* [Your goal]: What you return must match every record word for word.

BEGIN Data in this exercise

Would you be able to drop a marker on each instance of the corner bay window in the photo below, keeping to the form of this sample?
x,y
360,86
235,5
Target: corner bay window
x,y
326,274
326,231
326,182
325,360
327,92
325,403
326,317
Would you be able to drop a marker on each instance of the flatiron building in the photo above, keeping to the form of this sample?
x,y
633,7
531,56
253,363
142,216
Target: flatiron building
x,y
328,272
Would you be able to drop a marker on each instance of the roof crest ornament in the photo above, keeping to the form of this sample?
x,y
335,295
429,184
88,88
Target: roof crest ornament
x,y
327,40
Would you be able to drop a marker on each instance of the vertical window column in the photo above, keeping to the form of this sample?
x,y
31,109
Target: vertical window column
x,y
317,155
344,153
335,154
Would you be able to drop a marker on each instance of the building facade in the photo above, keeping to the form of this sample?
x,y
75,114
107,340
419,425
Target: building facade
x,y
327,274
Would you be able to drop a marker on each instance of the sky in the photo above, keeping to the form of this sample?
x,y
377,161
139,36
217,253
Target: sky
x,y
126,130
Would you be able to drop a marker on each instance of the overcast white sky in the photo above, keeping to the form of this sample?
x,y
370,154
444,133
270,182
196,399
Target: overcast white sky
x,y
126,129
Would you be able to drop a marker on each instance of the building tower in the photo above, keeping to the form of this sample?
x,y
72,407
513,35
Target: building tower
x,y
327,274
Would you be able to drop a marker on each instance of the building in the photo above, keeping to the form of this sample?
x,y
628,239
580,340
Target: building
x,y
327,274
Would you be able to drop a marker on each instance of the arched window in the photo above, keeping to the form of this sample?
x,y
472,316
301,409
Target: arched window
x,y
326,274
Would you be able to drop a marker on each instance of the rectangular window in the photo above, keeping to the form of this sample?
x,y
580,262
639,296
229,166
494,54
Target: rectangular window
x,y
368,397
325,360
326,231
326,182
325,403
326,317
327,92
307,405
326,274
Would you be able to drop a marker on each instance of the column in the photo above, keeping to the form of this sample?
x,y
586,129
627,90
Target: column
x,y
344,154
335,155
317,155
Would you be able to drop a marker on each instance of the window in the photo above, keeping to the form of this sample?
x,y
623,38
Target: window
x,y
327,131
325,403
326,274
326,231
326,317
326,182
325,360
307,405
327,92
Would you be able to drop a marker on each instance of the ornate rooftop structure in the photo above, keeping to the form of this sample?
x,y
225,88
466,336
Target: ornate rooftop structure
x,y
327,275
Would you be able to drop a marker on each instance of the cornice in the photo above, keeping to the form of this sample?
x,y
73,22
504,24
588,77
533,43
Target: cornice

END Data in this exercise

* [Written reply]:
Would you be able to drop a marker on each instance of the corner bay window in the photo below, keeping to the form of this sample?
x,y
360,86
235,5
Target: corner bay window
x,y
326,274
326,231
326,182
325,360
327,92
325,403
326,317
Would you be able to drop a marker on each instance of the flatiron building in the photo above, keeping to the form of this sample?
x,y
633,7
531,56
253,363
142,216
Target: flatiron building
x,y
328,272
Would you be able to drop a marker on each instance of the roof crest ornament in the photo above, keeping to the form of this sample?
x,y
335,295
429,184
88,88
Target: roof crest ornament
x,y
327,40
Would you be able to drop a marker on each instance of the vertical window column in the photo above, keeping to the form of this sample?
x,y
31,109
Target: vertical window column
x,y
317,155
344,153
335,154
Would you be able to drop a marker on each instance of the building facade in the photo above, keeping to the form of this sample?
x,y
75,114
107,340
419,425
Target: building facade
x,y
327,274
Would you be able to drop a marker on each instance of the sky in the photo above, keeping to the form of this sample?
x,y
377,161
139,36
217,253
Target: sky
x,y
126,130
Would you be able to drop a marker on each instance of the overcast white sky in the photo above, keeping to the form of this sample?
x,y
370,154
444,133
270,182
196,399
Target: overcast white sky
x,y
126,129
Would you be able to drop a marker on each instance of the building tower in the photo above, keeping to the form of this sample?
x,y
72,407
513,35
Target: building tower
x,y
327,274
Would you be able to drop a marker on each instance of the building in the photo above, keeping to the form of this sample?
x,y
628,239
580,340
Target: building
x,y
327,274
Would you be able to drop a marker on each instance of the arched window in the photo above, keeping to the form of this sample?
x,y
472,316
301,409
Target: arched window
x,y
326,274
Would you be able to drop a marker on each instance of the rectangular window in the photo above, keeping to the form of this sample?
x,y
580,262
639,296
229,166
494,54
Target: rectangular window
x,y
368,397
325,360
326,231
326,182
325,403
326,317
327,92
307,405
326,274
Would you be able to drop a marker on each instance of the column in the photo above, keeping to the form of this sample?
x,y
586,129
627,90
Target: column
x,y
344,154
335,155
317,155
Would you be able to drop a marker on each instance of the window in the photo above, keeping to the form of this sample?
x,y
623,38
Target: window
x,y
327,131
325,403
326,274
326,231
326,317
326,182
325,360
307,405
327,92
Would you be able to drop a marker on each instance of the ornate rooftop structure in the photo above, keeping to the form of this sample?
x,y
225,88
466,336
Target: ornate rooftop structure
x,y
327,275
Would you be able to drop a marker on each instance of the cornice in the photo above, keeping to the form of this sample?
x,y
73,22
504,24
588,77
533,43
Target: cornice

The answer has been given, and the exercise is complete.